■ **Texto de lectura**:
▽

Revista de Crítica ISSN 2954-4904
Cine


Jonas Carpignano, Mediterránea, A Ciambra, Para Chiara, Italia, 2013, 2017, 2021.


Al enfoque sociológico de cineastas como Matteo Garrone en Gomorra (2008) y Fernando Meirelles en Ciudad de Dios (2002), que centran su atención en historias de individuos ordinarios atrapados en el mundo piramidal de la violencia y las drogas, debemos agregar la trilogía calabresa del director Jonas Carpignano. Mediterránea (2013), A Ciambra (2017) y Para Chiara (2021) igualan en crudeza de tono y deslizan condiciones desmaquilladas de representación estética y sintáctica con un estilo que recuerda al neorrealismo italiano, sobre todo al primer Pier Paolo Pasolini.

△

■ **Datos proporcionados**:
▽

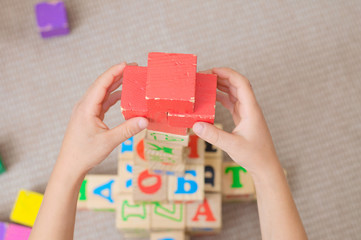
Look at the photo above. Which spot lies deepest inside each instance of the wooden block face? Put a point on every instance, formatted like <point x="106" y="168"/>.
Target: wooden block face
<point x="16" y="232"/>
<point x="237" y="183"/>
<point x="205" y="101"/>
<point x="157" y="148"/>
<point x="212" y="174"/>
<point x="189" y="187"/>
<point x="132" y="218"/>
<point x="134" y="80"/>
<point x="205" y="217"/>
<point x="212" y="151"/>
<point x="171" y="235"/>
<point x="195" y="151"/>
<point x="147" y="186"/>
<point x="101" y="191"/>
<point x="133" y="149"/>
<point x="168" y="138"/>
<point x="26" y="207"/>
<point x="168" y="216"/>
<point x="171" y="82"/>
<point x="125" y="176"/>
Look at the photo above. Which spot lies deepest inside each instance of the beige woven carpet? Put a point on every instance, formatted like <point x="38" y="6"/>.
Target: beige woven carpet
<point x="302" y="57"/>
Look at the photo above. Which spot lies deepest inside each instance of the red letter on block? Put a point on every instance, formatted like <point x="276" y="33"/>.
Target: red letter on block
<point x="133" y="102"/>
<point x="145" y="175"/>
<point x="204" y="109"/>
<point x="204" y="209"/>
<point x="171" y="82"/>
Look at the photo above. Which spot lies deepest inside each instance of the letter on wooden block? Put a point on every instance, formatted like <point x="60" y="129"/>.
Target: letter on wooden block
<point x="147" y="186"/>
<point x="16" y="232"/>
<point x="125" y="176"/>
<point x="171" y="82"/>
<point x="26" y="207"/>
<point x="188" y="187"/>
<point x="205" y="101"/>
<point x="212" y="174"/>
<point x="195" y="154"/>
<point x="133" y="103"/>
<point x="206" y="217"/>
<point x="51" y="18"/>
<point x="171" y="235"/>
<point x="168" y="137"/>
<point x="101" y="191"/>
<point x="237" y="183"/>
<point x="132" y="218"/>
<point x="168" y="216"/>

△

■ **Enunciado de la tarea**: Copia sin cambios el fragmento de la reseña sobre la trilogía calabresa de Jonas Carpignano que va desde "Revista de Crítica" hasta "Pier Paolo Pasolini.".

■ **Respuesta completa**:
Revista de Crítica ISSN 2954-4904
Cine


Jonas Carpignano, Mediterránea, A Ciambra, Para Chiara, Italia, 2013, 2017, 2021.


Al enfoque sociológico de cineastas como Matteo Garrone en Gomorra (2008) y Fernando Meirelles en Ciudad de Dios (2002), que centran su atención en historias de individuos ordinarios atrapados en el mundo piramidal de la violencia y las drogas, debemos agregar la trilogía calabresa del director Jonas Carpignano. Mediterránea (2013), A Ciambra (2017) y Para Chiara (2021) igualan en crudeza de tono y deslizan condiciones desmaquilladas de representación estética y sintáctica con un estilo que recuerda al neorrealismo italiano, sobre todo al primer Pier Paolo Pasolini.